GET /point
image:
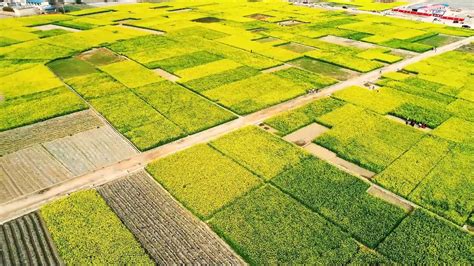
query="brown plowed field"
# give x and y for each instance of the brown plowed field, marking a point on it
(25, 241)
(89, 150)
(170, 234)
(29, 170)
(19, 138)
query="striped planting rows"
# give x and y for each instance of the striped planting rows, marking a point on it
(43, 165)
(25, 241)
(19, 138)
(90, 150)
(29, 170)
(170, 233)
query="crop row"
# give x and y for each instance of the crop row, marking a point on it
(168, 232)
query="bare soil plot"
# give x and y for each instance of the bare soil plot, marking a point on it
(25, 241)
(29, 170)
(19, 138)
(170, 233)
(90, 150)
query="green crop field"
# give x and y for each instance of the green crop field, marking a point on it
(203, 179)
(342, 199)
(87, 231)
(262, 153)
(257, 132)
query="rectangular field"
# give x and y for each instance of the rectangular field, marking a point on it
(85, 230)
(168, 232)
(19, 138)
(26, 241)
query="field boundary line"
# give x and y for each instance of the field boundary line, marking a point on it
(99, 115)
(19, 206)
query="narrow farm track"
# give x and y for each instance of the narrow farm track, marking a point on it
(169, 232)
(25, 241)
(101, 176)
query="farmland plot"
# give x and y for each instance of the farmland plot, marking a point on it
(259, 151)
(19, 138)
(86, 231)
(25, 241)
(370, 140)
(203, 179)
(38, 107)
(268, 226)
(447, 190)
(255, 93)
(90, 150)
(169, 232)
(292, 120)
(186, 109)
(423, 238)
(29, 170)
(404, 174)
(341, 198)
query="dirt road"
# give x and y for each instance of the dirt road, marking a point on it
(28, 203)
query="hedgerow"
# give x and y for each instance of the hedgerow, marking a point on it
(203, 179)
(189, 111)
(259, 151)
(268, 226)
(300, 117)
(86, 231)
(370, 140)
(341, 198)
(423, 238)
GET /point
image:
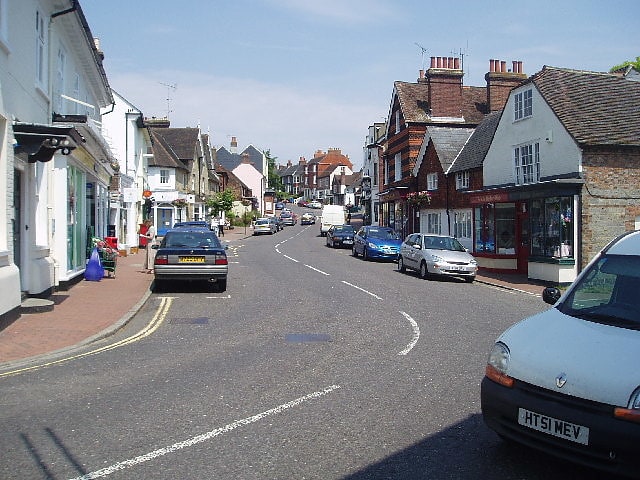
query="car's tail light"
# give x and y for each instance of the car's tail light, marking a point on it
(161, 260)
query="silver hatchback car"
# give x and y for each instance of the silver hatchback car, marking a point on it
(437, 255)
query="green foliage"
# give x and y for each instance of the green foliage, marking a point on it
(275, 182)
(221, 202)
(635, 65)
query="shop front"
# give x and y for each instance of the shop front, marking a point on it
(528, 231)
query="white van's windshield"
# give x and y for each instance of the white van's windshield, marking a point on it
(608, 293)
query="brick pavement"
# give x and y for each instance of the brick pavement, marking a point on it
(91, 310)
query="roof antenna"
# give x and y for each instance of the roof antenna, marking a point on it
(423, 51)
(169, 88)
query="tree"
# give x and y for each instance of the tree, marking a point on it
(275, 182)
(221, 202)
(635, 65)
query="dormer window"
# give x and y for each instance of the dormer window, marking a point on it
(523, 104)
(462, 180)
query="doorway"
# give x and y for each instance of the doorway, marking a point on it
(523, 239)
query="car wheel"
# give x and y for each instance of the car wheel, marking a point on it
(424, 271)
(401, 266)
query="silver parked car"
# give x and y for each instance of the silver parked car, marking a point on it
(436, 255)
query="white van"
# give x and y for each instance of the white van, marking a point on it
(331, 215)
(567, 381)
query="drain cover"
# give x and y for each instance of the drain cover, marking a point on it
(190, 321)
(307, 337)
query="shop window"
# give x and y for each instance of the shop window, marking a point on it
(494, 228)
(462, 225)
(552, 228)
(484, 229)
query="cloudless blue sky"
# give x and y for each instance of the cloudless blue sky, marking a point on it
(295, 76)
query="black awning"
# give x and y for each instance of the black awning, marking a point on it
(40, 142)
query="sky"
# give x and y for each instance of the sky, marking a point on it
(297, 76)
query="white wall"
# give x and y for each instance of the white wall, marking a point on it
(558, 156)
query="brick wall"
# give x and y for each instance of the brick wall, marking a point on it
(610, 197)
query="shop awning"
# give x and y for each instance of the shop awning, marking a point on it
(40, 142)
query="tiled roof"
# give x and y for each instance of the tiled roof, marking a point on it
(163, 155)
(413, 98)
(182, 141)
(231, 160)
(447, 142)
(595, 108)
(473, 153)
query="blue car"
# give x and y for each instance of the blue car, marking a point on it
(373, 242)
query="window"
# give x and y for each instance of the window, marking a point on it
(4, 36)
(527, 164)
(462, 180)
(433, 223)
(60, 78)
(523, 104)
(41, 43)
(552, 227)
(462, 225)
(432, 181)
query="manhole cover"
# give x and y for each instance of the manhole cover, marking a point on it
(307, 337)
(190, 321)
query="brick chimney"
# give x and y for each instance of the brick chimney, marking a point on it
(500, 81)
(444, 79)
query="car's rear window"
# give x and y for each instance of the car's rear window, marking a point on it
(202, 239)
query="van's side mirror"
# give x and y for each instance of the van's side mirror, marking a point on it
(551, 295)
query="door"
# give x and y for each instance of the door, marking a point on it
(17, 221)
(523, 237)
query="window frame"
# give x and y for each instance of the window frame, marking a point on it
(432, 182)
(526, 163)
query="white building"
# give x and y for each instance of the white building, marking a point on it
(55, 166)
(124, 128)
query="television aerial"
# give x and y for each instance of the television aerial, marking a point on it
(169, 88)
(423, 51)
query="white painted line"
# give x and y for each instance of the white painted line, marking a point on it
(103, 472)
(416, 334)
(319, 271)
(362, 290)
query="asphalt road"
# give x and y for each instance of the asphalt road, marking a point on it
(313, 364)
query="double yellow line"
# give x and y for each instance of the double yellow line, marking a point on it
(156, 321)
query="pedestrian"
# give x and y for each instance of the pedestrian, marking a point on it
(150, 253)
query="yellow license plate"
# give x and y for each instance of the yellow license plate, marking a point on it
(191, 260)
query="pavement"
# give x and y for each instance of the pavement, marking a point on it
(92, 310)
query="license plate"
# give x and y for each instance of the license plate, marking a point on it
(190, 259)
(553, 426)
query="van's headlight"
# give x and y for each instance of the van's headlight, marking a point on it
(632, 412)
(498, 363)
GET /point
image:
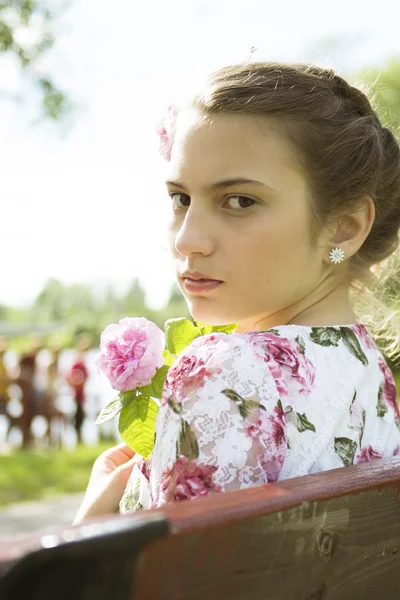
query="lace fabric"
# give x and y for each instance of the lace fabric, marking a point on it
(244, 409)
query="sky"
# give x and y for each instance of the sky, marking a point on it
(84, 201)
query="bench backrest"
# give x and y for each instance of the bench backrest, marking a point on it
(332, 535)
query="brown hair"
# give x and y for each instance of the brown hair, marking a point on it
(347, 154)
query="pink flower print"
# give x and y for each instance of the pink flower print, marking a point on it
(389, 387)
(367, 454)
(130, 353)
(186, 374)
(165, 129)
(284, 358)
(362, 332)
(270, 444)
(187, 480)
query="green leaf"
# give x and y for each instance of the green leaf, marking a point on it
(352, 402)
(245, 406)
(179, 333)
(364, 414)
(302, 423)
(232, 395)
(137, 424)
(345, 448)
(127, 397)
(207, 329)
(176, 407)
(109, 411)
(381, 408)
(301, 343)
(353, 345)
(325, 336)
(169, 358)
(204, 329)
(155, 388)
(187, 444)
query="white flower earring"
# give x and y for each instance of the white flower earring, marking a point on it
(336, 255)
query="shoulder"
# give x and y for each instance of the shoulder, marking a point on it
(213, 363)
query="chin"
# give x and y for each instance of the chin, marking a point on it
(210, 317)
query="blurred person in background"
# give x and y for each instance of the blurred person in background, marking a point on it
(4, 378)
(25, 382)
(77, 378)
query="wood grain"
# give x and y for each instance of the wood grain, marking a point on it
(334, 535)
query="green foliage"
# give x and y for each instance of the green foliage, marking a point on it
(41, 473)
(137, 424)
(18, 16)
(384, 83)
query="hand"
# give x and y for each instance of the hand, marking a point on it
(107, 483)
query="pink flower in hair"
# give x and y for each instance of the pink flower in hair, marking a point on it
(164, 131)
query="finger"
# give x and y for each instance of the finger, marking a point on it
(107, 496)
(120, 450)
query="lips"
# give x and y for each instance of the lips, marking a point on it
(196, 276)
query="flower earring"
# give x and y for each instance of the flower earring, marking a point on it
(336, 255)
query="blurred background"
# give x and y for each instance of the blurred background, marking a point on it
(82, 237)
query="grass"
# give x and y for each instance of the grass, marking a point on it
(33, 475)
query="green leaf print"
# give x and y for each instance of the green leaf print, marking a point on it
(352, 402)
(345, 448)
(381, 408)
(137, 424)
(362, 428)
(299, 421)
(301, 343)
(187, 444)
(109, 411)
(245, 406)
(179, 333)
(325, 336)
(353, 345)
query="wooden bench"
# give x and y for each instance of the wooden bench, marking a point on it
(328, 536)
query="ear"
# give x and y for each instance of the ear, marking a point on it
(349, 230)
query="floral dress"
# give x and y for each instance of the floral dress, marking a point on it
(239, 410)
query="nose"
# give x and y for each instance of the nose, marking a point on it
(194, 234)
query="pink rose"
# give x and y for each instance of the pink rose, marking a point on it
(165, 131)
(130, 353)
(389, 387)
(187, 480)
(270, 444)
(283, 356)
(367, 454)
(186, 374)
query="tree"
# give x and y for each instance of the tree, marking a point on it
(385, 87)
(26, 33)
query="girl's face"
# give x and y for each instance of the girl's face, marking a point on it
(240, 215)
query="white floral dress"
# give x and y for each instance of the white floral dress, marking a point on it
(244, 409)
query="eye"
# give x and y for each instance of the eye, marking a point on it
(179, 200)
(241, 202)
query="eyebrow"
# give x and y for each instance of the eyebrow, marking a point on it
(224, 183)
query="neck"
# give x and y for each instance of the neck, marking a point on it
(326, 305)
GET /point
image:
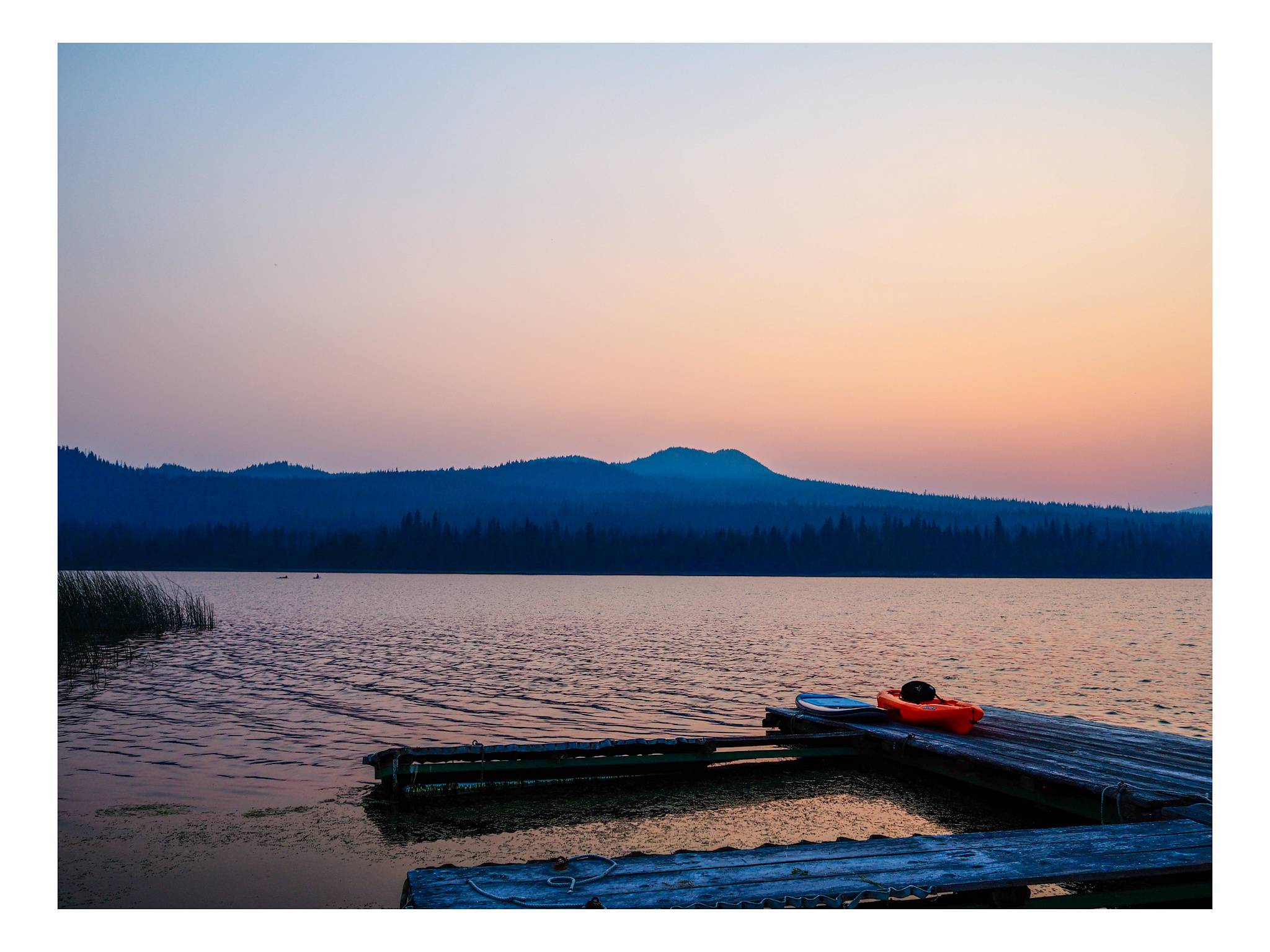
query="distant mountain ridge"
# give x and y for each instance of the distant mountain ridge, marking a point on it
(676, 489)
(687, 464)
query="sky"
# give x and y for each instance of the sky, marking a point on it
(970, 269)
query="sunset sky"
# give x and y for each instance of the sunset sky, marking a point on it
(972, 269)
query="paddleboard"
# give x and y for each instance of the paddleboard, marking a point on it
(841, 709)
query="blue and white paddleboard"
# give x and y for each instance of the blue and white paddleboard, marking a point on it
(835, 706)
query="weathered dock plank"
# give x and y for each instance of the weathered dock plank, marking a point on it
(406, 770)
(1094, 770)
(832, 874)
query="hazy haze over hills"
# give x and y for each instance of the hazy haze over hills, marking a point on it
(673, 489)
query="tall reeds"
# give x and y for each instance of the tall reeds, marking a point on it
(92, 605)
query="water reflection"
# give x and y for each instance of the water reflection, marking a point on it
(278, 705)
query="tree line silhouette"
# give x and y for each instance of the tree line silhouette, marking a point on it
(889, 546)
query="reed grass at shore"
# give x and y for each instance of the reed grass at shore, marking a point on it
(122, 603)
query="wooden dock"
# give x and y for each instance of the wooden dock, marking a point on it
(1096, 771)
(406, 772)
(995, 868)
(1148, 791)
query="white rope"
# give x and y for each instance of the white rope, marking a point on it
(559, 881)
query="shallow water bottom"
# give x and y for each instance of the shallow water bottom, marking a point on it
(353, 851)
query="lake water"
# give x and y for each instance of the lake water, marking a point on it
(304, 677)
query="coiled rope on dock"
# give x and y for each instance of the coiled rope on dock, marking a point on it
(846, 901)
(1123, 787)
(559, 881)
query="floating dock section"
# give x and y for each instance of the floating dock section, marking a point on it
(1096, 771)
(1147, 793)
(406, 772)
(997, 866)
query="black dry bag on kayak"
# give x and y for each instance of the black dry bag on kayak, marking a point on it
(917, 692)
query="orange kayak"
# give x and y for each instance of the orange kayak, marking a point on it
(956, 715)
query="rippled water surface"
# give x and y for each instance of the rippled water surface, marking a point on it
(304, 677)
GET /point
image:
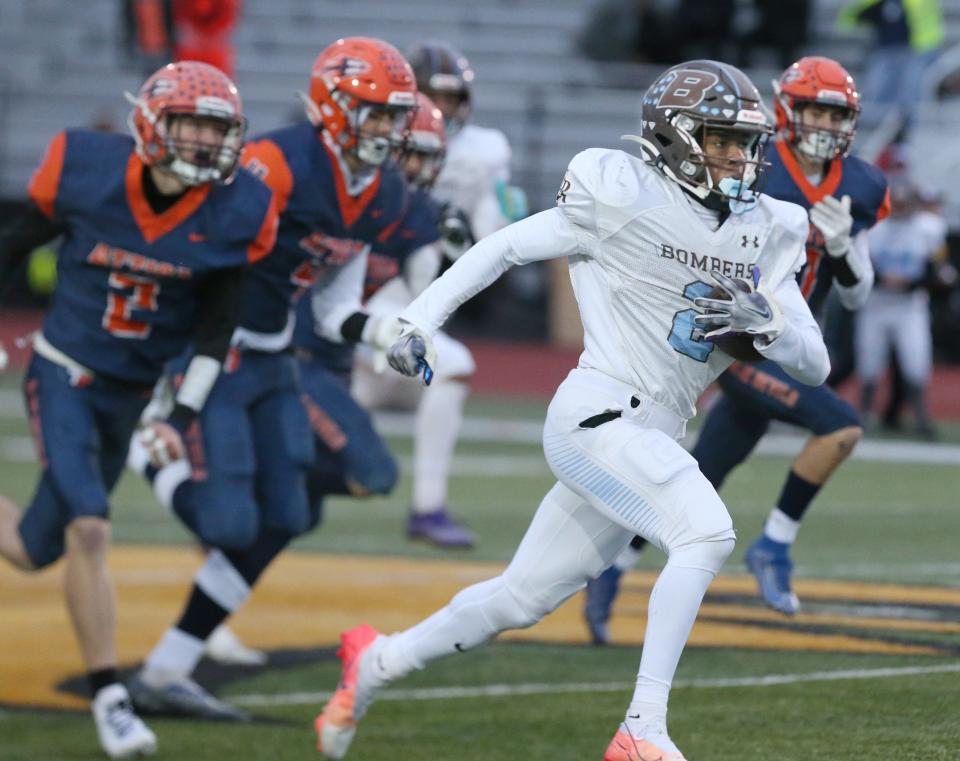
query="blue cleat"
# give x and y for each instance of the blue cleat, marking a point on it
(601, 592)
(770, 564)
(439, 528)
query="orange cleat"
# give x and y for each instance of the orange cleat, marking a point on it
(337, 723)
(624, 747)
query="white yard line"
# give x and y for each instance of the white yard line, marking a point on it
(507, 690)
(528, 431)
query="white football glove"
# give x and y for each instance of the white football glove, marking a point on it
(413, 352)
(379, 333)
(755, 311)
(832, 218)
(162, 442)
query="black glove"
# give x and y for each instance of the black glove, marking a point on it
(456, 235)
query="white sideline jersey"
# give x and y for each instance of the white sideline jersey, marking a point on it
(639, 254)
(477, 158)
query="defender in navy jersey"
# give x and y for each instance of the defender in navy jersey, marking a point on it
(351, 458)
(816, 105)
(242, 492)
(157, 231)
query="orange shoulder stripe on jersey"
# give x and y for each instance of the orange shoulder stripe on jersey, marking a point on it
(267, 235)
(389, 230)
(265, 160)
(828, 185)
(153, 226)
(45, 181)
(884, 211)
(350, 207)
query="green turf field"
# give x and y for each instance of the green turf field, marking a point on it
(876, 521)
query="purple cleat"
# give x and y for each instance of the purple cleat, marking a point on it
(439, 528)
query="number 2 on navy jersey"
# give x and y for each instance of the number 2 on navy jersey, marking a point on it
(684, 332)
(129, 292)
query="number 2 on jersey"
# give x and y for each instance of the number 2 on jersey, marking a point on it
(129, 292)
(684, 329)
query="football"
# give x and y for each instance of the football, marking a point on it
(737, 345)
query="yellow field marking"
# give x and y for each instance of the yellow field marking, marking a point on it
(306, 599)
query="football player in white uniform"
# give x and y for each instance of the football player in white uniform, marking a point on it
(474, 191)
(439, 407)
(647, 239)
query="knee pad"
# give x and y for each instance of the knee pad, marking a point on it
(455, 359)
(500, 609)
(707, 554)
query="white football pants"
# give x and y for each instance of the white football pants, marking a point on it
(615, 480)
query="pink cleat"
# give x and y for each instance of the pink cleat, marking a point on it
(624, 747)
(337, 723)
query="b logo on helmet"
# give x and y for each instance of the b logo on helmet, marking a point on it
(685, 89)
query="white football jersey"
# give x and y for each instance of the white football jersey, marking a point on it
(646, 255)
(639, 255)
(902, 246)
(477, 157)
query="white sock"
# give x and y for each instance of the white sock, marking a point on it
(781, 527)
(168, 479)
(439, 415)
(672, 610)
(221, 582)
(176, 653)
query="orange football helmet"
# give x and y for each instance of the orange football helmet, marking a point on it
(822, 81)
(352, 77)
(426, 140)
(188, 88)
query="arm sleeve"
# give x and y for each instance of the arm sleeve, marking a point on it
(220, 298)
(335, 298)
(31, 229)
(799, 349)
(547, 235)
(853, 291)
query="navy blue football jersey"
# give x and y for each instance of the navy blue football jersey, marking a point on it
(322, 226)
(863, 182)
(420, 227)
(126, 295)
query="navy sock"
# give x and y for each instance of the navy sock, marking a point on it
(201, 616)
(796, 496)
(102, 678)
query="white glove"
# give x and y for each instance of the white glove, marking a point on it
(379, 333)
(162, 443)
(413, 352)
(744, 311)
(832, 218)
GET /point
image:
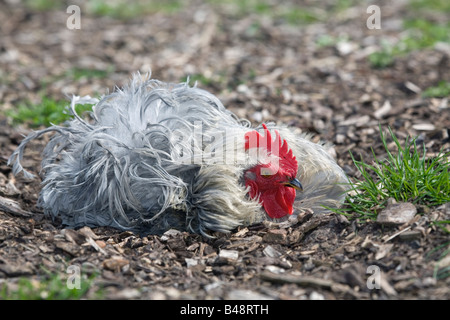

• **TASK**
Go through the listing above and pull out every line that contains the word "earring", copying each one in full. Treat uppercase and lowercase as different.

• **RESPONSE BELOW**
query="white flower earring"
# give x and y for each instance of the white flower earring, marking a point on it
query="flower earring"
# give x and y for each instance of the flower earring, marking a point on it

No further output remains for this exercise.